- _What to do_: Repeat each record below exactly, dropping the pictures.

- _The records_:

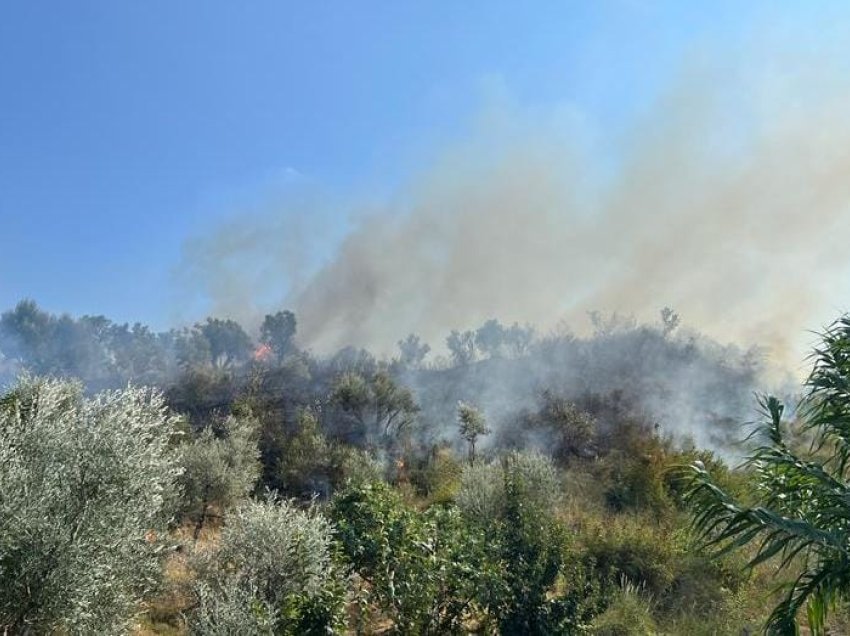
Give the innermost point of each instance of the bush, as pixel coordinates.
(86, 487)
(482, 494)
(628, 614)
(272, 569)
(633, 549)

- _Exercise result_:
Give the innermost point of each instance of the bush, as pixel coordinates.
(86, 487)
(482, 494)
(628, 614)
(272, 569)
(633, 549)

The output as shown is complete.